=== Activity ===
Only the lines from the one that contains "Target: white baseboard" through the final line of the entries should be repeated, exactly as written.

Region pointing data
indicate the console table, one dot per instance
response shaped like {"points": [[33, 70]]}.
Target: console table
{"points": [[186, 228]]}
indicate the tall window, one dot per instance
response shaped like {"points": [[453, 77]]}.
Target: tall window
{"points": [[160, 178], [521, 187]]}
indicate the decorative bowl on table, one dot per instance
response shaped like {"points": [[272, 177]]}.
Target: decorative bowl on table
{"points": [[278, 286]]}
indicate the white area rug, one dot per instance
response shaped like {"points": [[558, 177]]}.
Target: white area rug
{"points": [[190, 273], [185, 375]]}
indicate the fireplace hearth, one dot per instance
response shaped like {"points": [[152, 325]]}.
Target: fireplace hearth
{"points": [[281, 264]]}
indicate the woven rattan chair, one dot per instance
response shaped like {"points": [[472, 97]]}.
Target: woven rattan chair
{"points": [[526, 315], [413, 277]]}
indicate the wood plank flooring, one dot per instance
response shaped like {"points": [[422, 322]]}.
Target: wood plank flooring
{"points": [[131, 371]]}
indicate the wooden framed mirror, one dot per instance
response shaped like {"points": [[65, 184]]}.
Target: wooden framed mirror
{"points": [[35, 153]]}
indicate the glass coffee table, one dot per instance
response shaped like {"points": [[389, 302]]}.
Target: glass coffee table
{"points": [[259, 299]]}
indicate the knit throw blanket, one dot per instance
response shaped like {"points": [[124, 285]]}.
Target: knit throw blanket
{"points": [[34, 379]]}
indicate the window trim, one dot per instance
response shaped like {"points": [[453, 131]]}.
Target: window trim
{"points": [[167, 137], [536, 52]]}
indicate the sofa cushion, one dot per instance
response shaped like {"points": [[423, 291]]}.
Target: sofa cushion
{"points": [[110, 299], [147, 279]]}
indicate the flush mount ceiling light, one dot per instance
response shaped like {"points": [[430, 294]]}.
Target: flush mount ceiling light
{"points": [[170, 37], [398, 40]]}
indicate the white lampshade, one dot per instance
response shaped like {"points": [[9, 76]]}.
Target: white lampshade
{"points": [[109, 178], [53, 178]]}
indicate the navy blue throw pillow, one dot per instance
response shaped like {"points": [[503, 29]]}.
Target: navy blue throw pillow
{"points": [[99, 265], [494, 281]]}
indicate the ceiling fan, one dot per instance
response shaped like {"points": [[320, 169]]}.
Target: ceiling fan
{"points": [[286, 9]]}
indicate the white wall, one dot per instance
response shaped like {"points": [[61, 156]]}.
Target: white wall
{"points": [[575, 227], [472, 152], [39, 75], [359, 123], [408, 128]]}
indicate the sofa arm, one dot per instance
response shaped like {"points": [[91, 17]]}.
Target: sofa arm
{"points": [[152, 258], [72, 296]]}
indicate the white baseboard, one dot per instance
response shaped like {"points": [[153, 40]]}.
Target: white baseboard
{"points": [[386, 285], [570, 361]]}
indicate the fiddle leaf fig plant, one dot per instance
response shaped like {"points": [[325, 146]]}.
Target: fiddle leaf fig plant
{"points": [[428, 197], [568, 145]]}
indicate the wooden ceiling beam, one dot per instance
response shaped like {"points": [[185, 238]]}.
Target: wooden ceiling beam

=== Solution to this task ===
Target: white baseboard
{"points": [[386, 285], [570, 361]]}
indicate the fiddle leaf fig plant, one dot per instance
response shaped like {"points": [[325, 146]]}.
Target: fiddle leaf fig plant
{"points": [[428, 197], [568, 145]]}
indicate the wooden ceiling beam, one dot per instance
response shaped like {"points": [[185, 238]]}.
Target: wooden ceiling beam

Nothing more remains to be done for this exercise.